* [EXERCISE DESCRIPTION]
The sole answer should be the number of lines in the material below that hold "illuminated".

*** INPUT FOR THIS TASK ***

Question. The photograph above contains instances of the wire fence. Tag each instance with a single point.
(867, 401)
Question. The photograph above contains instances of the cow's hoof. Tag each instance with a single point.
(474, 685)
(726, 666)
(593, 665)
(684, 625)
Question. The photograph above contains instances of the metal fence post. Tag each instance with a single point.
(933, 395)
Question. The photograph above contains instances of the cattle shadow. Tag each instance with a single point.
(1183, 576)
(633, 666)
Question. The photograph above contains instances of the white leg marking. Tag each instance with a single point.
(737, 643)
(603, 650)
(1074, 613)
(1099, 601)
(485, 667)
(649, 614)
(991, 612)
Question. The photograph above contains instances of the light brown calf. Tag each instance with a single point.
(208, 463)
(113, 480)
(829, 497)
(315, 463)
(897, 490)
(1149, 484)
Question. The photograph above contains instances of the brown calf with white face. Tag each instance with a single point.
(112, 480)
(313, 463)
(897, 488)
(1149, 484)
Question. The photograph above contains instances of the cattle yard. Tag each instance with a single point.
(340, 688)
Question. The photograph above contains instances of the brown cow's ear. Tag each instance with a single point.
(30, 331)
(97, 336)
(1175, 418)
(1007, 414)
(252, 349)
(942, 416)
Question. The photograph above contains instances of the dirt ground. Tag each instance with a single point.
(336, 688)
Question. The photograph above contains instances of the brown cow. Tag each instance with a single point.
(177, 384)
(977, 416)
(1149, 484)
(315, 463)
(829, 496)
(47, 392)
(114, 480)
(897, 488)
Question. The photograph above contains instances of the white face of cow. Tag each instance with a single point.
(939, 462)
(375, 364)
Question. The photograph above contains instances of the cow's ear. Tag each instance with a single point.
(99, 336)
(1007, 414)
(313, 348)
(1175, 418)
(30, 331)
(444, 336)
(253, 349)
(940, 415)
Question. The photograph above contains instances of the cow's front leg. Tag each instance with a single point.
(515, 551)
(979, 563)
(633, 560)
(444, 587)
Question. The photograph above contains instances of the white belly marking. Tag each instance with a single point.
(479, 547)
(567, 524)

*** End of INPUT FOR THIS TASK ***
*** INPUT FOR THIS TASK ***

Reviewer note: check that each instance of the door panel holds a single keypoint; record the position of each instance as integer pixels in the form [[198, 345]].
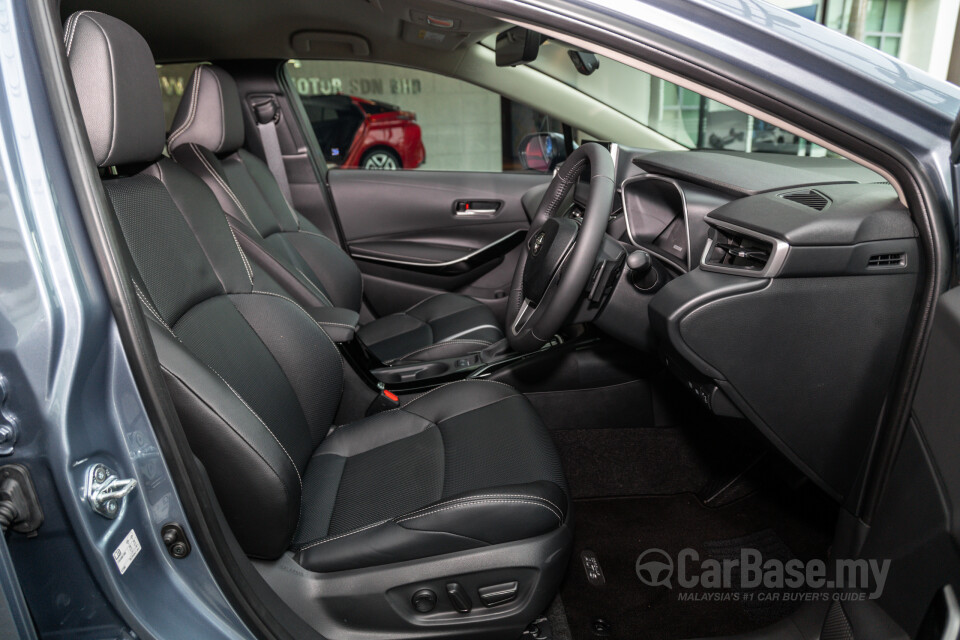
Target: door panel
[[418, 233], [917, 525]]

*** End of INPUT FOR THIS TASK ***
*** INPUT FOR THIS TASK ***

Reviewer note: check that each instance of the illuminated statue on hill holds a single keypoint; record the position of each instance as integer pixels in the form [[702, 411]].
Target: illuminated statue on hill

*** End of INPUT FOR THIS TASK ***

* [EXERCISE RESPONSE]
2